Instructions:
(a) According to the news report on Armando Vara's pardon, what conviction excludes him from benefiting from the pandemic partial pardon?
(b) Extend the news report on Armando Vara's pardon by a few paragraphs, picking up after its final sentence.

Source extract:
_ _ _ _ _

Portugal’s Constitutional Court has rejected former minister/ former banker Armando Vara’s challenge to the decision to reverse the pardon he was granted during the pandemic, which means he should be returning to jail to serve two years, five months and 27 more days behind bars.
Mr Vara’s predicament is in stark contrast to former prime minister José Sócrates who is only now being tried in a court of law over the long-running investigation known as Operation Marquês.
The decision by the Constitutional Court “rejects the appeal of the defence of the former minister of José Sócrates’ government and ex-board director of state-owned bank Caixa Geral de Depósitos”, explains Lusa, recalling that Vara received convictions in both the Face Oculta and Operação Marquês cases.
His sentence of five and a half years, in legal cumulation – and without the right to apply the two-year pardon granted in the pandemic – was confirmed in May by the Supreme Court of Justice.
According to the court, Vara was wrong to claim that the partial pardon under the Covid emergency measures (which took two years off his five-year prison sentence) should be maintained in the legal cumulation that was decided ‘in the meantime’ (see below) – which established a single sentence of five years and six months in prison.
Vara’s defence claimed that with the application of the partial pardon, he had only six months of prison time left to serve, asking for this to be done under house arrest, but by rejecting the right to benefit from this pardon, the Supreme Court ruling means that Vara faces another two years, five months and 27 days in prison.
“The legal grounds include a conviction for money laundering, which, under the law on partial pardons during the pandemic, excludes Armando Vara from the possibility of benefiting from this pardon”, explains Lusa.
Fulfillment of the remaining prison time now depends on this final judgement of the Constitutional Court, and the case, being sent back to the court of origin. Once that has happened, there appear to be no alternatives for Mr Vara but to brace himself and return to jail.

_ _ _ _ _

Data extracts:
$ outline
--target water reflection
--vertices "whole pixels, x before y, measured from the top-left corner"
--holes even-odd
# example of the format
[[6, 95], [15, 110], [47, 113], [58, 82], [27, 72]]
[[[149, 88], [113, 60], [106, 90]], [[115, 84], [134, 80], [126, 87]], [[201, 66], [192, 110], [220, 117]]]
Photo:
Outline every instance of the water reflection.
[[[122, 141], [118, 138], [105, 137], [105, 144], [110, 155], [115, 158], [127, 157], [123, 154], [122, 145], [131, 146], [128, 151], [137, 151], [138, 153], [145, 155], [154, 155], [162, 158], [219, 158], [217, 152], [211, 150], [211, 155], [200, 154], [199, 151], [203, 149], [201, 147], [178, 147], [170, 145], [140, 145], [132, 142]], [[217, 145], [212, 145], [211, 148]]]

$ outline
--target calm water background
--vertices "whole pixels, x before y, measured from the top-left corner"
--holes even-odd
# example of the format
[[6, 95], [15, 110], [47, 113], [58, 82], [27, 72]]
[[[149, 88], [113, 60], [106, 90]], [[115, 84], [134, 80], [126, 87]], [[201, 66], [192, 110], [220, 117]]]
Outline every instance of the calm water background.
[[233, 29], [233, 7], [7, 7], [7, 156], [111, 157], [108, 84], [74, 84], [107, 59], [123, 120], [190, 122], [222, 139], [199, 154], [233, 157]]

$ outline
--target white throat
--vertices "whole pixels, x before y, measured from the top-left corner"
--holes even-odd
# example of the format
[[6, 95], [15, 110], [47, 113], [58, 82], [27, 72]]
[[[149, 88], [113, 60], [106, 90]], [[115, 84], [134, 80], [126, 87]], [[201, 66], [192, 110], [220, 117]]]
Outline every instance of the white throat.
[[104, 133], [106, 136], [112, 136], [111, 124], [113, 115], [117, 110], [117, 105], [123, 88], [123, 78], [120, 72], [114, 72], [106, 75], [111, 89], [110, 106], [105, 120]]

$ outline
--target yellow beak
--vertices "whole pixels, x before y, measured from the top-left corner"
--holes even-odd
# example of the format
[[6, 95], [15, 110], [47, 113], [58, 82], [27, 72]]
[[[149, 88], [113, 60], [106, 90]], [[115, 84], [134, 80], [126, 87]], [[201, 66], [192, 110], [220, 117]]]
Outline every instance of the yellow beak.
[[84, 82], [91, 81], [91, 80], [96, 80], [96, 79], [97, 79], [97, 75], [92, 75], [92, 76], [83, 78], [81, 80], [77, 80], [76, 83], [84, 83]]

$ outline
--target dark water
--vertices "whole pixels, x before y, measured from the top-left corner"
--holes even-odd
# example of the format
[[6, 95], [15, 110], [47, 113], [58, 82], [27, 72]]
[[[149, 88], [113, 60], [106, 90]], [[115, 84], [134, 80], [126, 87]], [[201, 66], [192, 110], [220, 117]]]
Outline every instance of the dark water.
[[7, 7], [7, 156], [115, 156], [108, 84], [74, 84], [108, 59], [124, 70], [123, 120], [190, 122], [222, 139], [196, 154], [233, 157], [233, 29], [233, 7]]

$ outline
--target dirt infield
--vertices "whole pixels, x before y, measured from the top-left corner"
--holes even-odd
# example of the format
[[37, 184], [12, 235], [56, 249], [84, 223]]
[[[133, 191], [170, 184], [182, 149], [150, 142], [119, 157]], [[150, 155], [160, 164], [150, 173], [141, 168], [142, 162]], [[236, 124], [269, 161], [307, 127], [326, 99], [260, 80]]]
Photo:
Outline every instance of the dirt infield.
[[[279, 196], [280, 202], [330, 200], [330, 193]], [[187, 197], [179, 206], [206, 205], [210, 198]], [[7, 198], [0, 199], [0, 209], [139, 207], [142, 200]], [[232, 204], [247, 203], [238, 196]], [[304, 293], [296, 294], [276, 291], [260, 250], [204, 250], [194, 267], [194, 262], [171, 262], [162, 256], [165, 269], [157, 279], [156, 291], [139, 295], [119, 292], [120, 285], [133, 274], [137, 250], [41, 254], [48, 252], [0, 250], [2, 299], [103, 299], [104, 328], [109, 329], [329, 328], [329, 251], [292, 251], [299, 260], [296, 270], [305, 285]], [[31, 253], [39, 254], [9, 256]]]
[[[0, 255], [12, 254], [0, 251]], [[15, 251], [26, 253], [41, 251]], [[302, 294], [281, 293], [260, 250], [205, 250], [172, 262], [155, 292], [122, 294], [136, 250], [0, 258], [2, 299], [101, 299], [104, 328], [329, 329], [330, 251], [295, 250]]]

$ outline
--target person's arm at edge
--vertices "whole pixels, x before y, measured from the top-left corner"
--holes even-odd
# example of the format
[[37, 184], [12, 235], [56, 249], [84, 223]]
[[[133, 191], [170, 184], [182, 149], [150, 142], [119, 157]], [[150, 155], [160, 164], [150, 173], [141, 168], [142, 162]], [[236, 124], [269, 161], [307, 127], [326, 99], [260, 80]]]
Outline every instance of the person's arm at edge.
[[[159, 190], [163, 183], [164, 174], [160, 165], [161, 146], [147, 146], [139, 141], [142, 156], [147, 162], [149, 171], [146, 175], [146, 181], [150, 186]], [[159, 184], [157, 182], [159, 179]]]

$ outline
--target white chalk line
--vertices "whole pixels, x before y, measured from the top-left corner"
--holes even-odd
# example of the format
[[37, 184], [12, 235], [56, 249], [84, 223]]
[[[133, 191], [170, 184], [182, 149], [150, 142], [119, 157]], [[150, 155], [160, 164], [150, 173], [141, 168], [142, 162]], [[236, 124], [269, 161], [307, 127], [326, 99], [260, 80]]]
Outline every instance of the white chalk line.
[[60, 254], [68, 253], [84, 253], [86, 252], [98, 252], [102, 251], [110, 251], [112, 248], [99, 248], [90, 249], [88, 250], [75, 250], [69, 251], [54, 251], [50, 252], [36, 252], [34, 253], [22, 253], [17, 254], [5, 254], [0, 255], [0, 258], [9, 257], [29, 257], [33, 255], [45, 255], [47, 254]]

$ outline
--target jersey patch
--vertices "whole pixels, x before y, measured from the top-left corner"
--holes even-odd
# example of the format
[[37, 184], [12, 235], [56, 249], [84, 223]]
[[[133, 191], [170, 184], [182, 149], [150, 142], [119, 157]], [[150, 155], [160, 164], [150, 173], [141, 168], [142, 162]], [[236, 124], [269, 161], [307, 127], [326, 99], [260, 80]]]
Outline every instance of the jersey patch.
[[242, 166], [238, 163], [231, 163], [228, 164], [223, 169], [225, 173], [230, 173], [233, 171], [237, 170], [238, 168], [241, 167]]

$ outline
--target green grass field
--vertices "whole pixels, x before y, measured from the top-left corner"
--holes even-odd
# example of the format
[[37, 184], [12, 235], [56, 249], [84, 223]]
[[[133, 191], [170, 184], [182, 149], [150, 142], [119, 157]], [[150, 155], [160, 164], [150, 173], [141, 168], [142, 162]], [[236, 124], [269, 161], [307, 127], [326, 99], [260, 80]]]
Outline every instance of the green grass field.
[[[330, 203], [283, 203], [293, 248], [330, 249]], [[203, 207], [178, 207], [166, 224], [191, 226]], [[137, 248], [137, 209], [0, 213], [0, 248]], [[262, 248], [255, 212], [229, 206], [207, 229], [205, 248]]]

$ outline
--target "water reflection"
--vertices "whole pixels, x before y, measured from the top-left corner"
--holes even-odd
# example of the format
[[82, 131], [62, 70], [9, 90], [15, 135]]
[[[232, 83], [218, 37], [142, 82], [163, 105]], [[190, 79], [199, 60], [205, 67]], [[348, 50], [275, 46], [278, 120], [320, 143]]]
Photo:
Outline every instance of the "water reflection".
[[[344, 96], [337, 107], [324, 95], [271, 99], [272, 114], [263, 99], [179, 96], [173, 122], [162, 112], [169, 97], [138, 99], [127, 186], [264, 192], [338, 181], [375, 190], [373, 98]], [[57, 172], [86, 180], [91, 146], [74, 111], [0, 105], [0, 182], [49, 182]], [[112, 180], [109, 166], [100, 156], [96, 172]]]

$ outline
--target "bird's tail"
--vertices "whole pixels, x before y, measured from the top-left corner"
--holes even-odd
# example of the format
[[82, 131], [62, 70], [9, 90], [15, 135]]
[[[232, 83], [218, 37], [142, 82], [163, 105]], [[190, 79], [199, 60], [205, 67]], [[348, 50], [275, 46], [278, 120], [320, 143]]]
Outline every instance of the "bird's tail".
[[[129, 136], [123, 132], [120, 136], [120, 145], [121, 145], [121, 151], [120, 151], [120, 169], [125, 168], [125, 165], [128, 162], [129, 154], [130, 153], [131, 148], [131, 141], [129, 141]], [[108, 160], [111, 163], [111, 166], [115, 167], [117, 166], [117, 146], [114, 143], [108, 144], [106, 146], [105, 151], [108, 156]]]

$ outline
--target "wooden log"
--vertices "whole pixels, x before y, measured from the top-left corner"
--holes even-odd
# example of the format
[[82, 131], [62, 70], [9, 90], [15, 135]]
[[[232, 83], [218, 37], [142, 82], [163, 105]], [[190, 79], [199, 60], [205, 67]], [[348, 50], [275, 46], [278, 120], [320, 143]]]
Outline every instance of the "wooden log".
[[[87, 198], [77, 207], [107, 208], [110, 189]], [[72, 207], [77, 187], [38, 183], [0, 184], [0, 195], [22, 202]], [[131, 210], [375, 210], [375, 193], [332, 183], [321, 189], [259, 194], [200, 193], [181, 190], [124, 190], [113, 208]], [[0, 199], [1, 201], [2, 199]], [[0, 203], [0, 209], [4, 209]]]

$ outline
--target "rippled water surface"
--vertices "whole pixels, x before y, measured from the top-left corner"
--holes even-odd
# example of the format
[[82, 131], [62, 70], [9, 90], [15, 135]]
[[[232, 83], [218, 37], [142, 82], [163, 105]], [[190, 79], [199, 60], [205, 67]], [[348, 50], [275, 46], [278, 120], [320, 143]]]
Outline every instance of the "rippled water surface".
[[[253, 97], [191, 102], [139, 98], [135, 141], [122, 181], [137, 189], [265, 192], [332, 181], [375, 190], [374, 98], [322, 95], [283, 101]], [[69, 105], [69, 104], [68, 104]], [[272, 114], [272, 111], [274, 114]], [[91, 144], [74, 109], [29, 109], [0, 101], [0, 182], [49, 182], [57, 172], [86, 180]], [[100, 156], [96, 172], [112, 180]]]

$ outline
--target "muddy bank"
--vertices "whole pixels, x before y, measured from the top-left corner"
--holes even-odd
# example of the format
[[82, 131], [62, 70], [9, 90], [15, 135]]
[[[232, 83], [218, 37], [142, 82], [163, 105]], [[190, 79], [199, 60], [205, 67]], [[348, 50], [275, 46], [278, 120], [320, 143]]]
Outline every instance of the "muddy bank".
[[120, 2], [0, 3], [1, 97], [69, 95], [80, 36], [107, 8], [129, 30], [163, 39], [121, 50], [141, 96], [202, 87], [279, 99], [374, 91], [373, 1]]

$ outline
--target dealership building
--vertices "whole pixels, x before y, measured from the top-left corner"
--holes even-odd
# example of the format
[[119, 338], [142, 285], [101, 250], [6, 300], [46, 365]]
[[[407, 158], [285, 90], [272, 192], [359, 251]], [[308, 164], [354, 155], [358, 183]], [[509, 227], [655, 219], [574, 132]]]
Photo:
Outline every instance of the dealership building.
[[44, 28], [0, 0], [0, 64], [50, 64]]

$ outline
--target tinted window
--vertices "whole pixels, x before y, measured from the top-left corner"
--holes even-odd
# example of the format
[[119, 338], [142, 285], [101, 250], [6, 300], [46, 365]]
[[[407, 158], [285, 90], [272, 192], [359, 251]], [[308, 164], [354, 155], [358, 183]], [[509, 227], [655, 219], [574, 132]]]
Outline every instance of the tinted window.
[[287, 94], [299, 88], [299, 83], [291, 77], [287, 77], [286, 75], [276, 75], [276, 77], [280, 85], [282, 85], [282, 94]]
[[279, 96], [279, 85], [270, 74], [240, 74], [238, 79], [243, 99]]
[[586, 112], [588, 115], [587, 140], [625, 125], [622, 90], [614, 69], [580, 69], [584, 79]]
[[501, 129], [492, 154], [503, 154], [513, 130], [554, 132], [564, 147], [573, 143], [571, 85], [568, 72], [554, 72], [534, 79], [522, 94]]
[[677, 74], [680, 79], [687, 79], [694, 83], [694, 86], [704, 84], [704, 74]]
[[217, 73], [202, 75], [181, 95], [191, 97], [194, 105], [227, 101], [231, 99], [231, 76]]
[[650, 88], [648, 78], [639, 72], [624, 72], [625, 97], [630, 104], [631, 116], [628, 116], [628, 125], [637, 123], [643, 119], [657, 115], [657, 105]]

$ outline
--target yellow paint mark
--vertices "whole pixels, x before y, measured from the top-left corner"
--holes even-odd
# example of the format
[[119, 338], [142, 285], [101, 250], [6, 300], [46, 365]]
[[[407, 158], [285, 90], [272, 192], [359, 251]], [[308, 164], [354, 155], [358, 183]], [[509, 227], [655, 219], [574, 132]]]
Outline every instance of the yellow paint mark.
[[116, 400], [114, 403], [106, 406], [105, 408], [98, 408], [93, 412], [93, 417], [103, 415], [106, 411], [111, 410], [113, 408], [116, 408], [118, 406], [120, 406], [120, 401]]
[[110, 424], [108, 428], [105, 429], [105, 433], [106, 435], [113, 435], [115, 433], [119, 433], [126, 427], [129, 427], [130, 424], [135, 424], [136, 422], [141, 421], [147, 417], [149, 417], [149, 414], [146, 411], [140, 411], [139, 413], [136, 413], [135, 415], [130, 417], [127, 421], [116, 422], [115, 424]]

_ _ _ _ _

Per-task answers:
(a) A conviction for money laundering.

(b)
There is a chink of light, however. Lusa’s report today suggests that after he re-enters the prison system, the Court of Execution of Sentences can decide to grant conditional release “or change the conditions of imprisonment, allowing, for example, house arrest or other forms of sentence fulfilment”.
The Constitutional Court decision also obliges Armando Vara to pay court costs totalling €1,530.
*In May 2024, the Supreme Court of Justice increased former minister Armando Vara’s prison sentence to five years and six months, combining the sentences handed down in the Face Oculta and Operação Marquês cases.
Armando Vara was sentenced to five years in prison as part of the Face Oculta case for three offences of influence peddling (and was later released from Évora Prison, in October 2021, after serving around three years due to the application of exceptional measures related to the Covid-19 pandemic).
Previously, in July 2021, the court sentenced him to two years in prison for money laundering in the Operação Marquês case, which has only now managed to tackle the principal defendant in the investigation, José Sócrates, whose defence is trying the patience of the lead judge to the point that she has been reported as having shouted in the courtroom yesterday: “The game-playing is over! It is over!”